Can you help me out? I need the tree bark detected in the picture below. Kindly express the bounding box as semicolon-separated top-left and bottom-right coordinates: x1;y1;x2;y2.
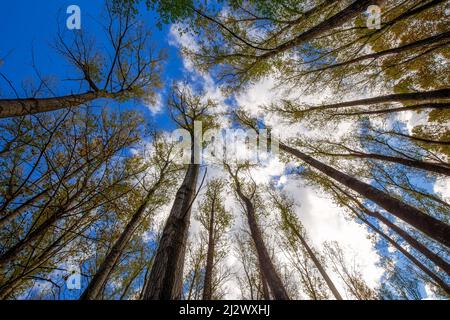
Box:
258;0;385;59
300;89;450;112
144;163;199;300
358;210;450;295
0;91;109;118
324;152;450;176
280;143;450;247
365;210;450;276
228;167;289;300
202;197;216;300
287;221;343;300
305;31;450;74
80;185;158;300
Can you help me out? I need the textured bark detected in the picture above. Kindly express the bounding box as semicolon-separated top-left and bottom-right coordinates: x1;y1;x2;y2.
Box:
358;211;450;295
259;267;270;300
258;0;385;59
202;198;216;300
286;221;343;300
365;210;450;276
280;143;450;247
238;190;289;300
0;91;108;118
324;152;450;176
333;103;450;116
144;164;199;300
80;185;158;300
226;165;289;300
302;89;450;112
306;31;450;73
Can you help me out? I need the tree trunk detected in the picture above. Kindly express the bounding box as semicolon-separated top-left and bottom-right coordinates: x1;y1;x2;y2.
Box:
0;91;105;118
305;31;450;74
259;267;270;300
258;0;385;59
324;152;450;176
357;210;450;295
238;191;289;300
144;163;199;300
280;143;450;247
300;89;450;112
202;197;216;300
287;221;343;300
365;210;450;276
80;185;158;300
227;170;289;300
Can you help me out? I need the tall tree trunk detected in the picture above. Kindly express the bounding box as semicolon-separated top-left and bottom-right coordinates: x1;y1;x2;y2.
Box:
305;31;450;74
0;91;108;118
144;163;199;300
258;0;385;59
80;180;161;300
354;211;450;295
238;189;289;300
323;152;450;176
365;210;450;276
226;165;289;300
285;220;343;300
202;196;216;300
299;89;450;112
259;266;270;300
280;143;450;247
333;183;450;276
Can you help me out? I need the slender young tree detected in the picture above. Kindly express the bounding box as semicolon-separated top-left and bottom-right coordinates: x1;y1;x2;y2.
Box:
144;87;215;300
80;135;177;300
196;179;232;300
0;0;164;118
224;163;289;300
268;190;342;300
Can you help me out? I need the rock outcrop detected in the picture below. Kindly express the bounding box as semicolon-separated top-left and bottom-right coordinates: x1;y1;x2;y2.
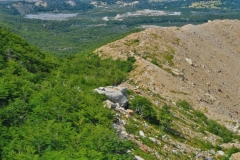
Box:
94;86;128;108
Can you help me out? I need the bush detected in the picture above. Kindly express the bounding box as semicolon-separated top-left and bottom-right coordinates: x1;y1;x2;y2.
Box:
177;100;192;110
129;96;159;125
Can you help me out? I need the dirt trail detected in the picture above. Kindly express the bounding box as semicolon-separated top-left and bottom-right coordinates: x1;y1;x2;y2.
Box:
96;20;240;126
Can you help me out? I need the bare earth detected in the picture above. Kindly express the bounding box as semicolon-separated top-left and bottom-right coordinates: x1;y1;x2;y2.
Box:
96;20;240;129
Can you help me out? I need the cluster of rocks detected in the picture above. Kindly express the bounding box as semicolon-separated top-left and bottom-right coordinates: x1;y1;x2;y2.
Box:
94;86;134;139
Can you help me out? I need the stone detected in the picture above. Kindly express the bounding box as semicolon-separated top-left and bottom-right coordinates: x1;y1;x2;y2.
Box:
149;137;161;145
217;151;225;156
172;150;178;154
103;100;116;109
94;87;128;108
162;135;168;141
126;109;134;116
229;152;240;160
139;130;146;137
119;131;128;139
210;149;216;155
185;58;193;65
134;156;144;160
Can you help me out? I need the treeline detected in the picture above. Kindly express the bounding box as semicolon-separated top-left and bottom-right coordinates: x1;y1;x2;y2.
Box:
0;28;133;159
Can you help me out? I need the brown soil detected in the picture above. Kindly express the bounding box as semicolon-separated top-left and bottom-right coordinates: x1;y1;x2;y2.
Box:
96;20;240;124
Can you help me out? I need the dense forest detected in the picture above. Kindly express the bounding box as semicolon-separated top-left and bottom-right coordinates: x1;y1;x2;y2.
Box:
0;28;133;159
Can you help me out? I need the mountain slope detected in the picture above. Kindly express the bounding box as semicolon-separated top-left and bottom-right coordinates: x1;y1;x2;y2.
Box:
97;20;240;125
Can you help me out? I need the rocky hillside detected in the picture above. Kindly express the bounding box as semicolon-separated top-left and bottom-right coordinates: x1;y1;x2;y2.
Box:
96;20;240;159
96;20;240;125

□ □ □ □ □

Rewrite all of the data above as a JSON list of strings with one string per line, skipping blank lines and omitting the pictures.

[
  "Can you help me out? I need the tree bark detected in the picture below. Kindly express the bounding box as semicolon-separated top-left and bottom-right coordinates: x1;y1;x2;y2.",
  "Box:",
  "258;0;385;59",
  "300;89;450;112",
  "144;163;199;300",
  "358;210;450;295",
  "0;91;109;118",
  "324;152;450;176",
  "280;143;450;247",
  "365;210;450;276",
  "228;167;289;300",
  "202;197;216;300",
  "287;221;343;300",
  "305;31;450;74",
  "80;185;158;300",
  "Can you help me out? I need the textured bark detected in the picture above. Kindly express the bounding box as semicolon-separated top-left and bottom-right coordinates: x1;y1;x2;y2.",
  "Box:",
  "358;211;450;295",
  "259;267;270;300",
  "258;0;385;59",
  "202;198;216;300",
  "286;221;343;300",
  "365;210;450;276",
  "280;143;450;247",
  "238;190;289;300",
  "0;91;108;118",
  "324;152;450;176",
  "333;103;450;116",
  "144;164;199;300",
  "80;185;158;300",
  "226;165;289;300",
  "302;89;450;112",
  "306;31;450;73",
  "Can you help me out? I need the tree trunk detected in the picture above. Kindly express the bounding box as semicolon-separated top-left and bottom-right coordinates: x1;y1;x2;y2.",
  "Box:",
  "0;91;105;118",
  "305;31;450;74",
  "259;267;270;300",
  "258;0;385;59",
  "324;152;450;176",
  "357;210;450;295",
  "238;191;289;300",
  "144;163;199;300",
  "280;143;450;247",
  "300;89;450;112",
  "202;197;216;300",
  "287;221;343;300",
  "365;210;450;276",
  "80;185;158;300",
  "227;170;289;300",
  "Can you help me out? I need the tall tree trunk detected in the picture above. Kindly express the bounding box as semicolon-separated top-left and bottom-right coordinates: x1;y1;x2;y2.",
  "Box:",
  "305;31;450;74",
  "0;91;108;118",
  "144;163;199;300",
  "258;0;385;59",
  "80;180;161;300",
  "354;211;450;295",
  "238;189;289;300",
  "323;152;450;176",
  "365;210;450;276",
  "226;165;289;300",
  "285;220;343;300",
  "202;196;216;300",
  "299;89;450;112",
  "259;266;270;300",
  "280;143;450;247",
  "333;183;450;276",
  "Can you help me out? I need the slender young tree detected in the picture above. Kindly express the bounding box as semicolon-separated top-left and bottom-right coordinates: x1;y1;x2;y2.",
  "Box:",
  "144;87;215;300",
  "80;135;177;300",
  "196;179;232;300",
  "0;0;164;118",
  "224;163;289;300",
  "268;190;342;300",
  "Can you help me out? I need the rock outcrop detected in the picture below. Kindly express the bounding box as semicolon-separated top-left and bottom-right coordinates: x1;y1;x2;y2.",
  "Box:",
  "94;86;128;108",
  "Can you help me out? I need the bush detected in the picture above. Kindly express the bounding box as semicolon-separated top-left and bottom-right coordinates: x1;y1;x2;y2.",
  "Box:",
  "177;100;192;110",
  "129;96;159;125",
  "Can you help me out? I need the dirt trail detected in the picture above. Kindly express the bounding box as semicolon-separated top-left and bottom-right coordinates: x1;y1;x2;y2.",
  "Box:",
  "96;20;240;126",
  "Can you help me out? I need the bare earth detected in the picture above. Kindly express the bounding box as semicolon-separated top-left and bottom-right coordinates: x1;y1;x2;y2.",
  "Box:",
  "96;20;240;129",
  "Can you help me out? I need the cluster of rocks detected in the picture above. Kindly express the bounding box as semicolon-separated top-left and bottom-right coordinates: x1;y1;x2;y2.",
  "Box:",
  "94;86;134;139",
  "Can you help me out? I need the stone detected in the picture above. Kindly express the bounding box as semicolon-separated top-left and bottom-right coordinates: x1;y1;x2;y2.",
  "Box:",
  "149;137;161;145",
  "217;151;225;156",
  "172;150;178;154",
  "103;100;116;109",
  "94;87;128;108",
  "162;135;168;141",
  "126;109;134;116",
  "229;152;240;160",
  "139;130;146;137",
  "119;131;128;139",
  "210;149;216;155",
  "185;58;193;65",
  "134;156;144;160",
  "Can you help me out? I need the treeline detected in the picture above. Kindly express the bounding box as semicolon-separated top-left and bottom-right coordinates: x1;y1;x2;y2.",
  "Box:",
  "0;28;133;159",
  "Can you help me out? I need the brown soil detected in the picture above. Kindly express the bounding box as semicolon-separated top-left and bottom-right coordinates: x1;y1;x2;y2.",
  "Box:",
  "96;20;240;124",
  "Can you help me out? I need the dense forest detected in the picture above. Kindly express the bounding box as semicolon-separated top-left and bottom-right coordinates: x1;y1;x2;y2.",
  "Box:",
  "0;28;133;159",
  "Can you help me out? I need the mountain slope detected in the picture above. Kindly express the bounding box as semicolon-separated top-left and bottom-right coordinates: x1;y1;x2;y2.",
  "Box:",
  "97;20;240;125",
  "Can you help me out? I need the rocky hillside detected in the picture above. Kindly express the bounding box as semicolon-separated top-left and bottom-right coordinates: x1;y1;x2;y2.",
  "Box:",
  "96;20;240;159",
  "96;20;240;125"
]